## Start
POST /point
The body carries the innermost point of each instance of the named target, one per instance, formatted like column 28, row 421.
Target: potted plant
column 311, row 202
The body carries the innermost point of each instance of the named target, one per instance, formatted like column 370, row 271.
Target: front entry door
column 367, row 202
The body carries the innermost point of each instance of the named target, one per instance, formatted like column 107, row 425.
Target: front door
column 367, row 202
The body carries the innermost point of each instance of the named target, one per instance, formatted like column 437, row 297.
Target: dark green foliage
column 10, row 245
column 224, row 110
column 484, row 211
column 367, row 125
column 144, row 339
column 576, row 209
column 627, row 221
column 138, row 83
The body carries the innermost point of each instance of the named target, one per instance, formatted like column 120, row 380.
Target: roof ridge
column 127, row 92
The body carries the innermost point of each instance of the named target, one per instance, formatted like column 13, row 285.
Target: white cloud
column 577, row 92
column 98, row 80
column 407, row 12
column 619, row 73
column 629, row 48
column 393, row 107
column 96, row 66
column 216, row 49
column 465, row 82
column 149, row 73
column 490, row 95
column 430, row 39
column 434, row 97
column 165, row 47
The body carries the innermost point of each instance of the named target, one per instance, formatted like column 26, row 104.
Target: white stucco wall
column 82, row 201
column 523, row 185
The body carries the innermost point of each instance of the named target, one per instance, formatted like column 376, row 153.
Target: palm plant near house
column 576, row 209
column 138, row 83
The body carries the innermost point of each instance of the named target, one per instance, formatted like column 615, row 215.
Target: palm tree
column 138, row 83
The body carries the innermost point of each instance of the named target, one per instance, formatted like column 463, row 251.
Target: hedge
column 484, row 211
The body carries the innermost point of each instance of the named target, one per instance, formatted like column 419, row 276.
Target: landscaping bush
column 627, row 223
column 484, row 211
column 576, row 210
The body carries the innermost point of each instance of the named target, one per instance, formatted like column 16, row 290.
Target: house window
## End
*What you will do*.
Reproduce verbatim the stretch from the line containing "419, row 276." through the end of the items above.

*Full solution*.
The body carries the innermost point of each instance of the named target, one per instance, formatted like column 419, row 276.
Target: landscaping bush
column 627, row 223
column 484, row 211
column 576, row 210
The body carries the innermost point of each instance of the named target, one per instance, formatted like column 16, row 290.
Target: house window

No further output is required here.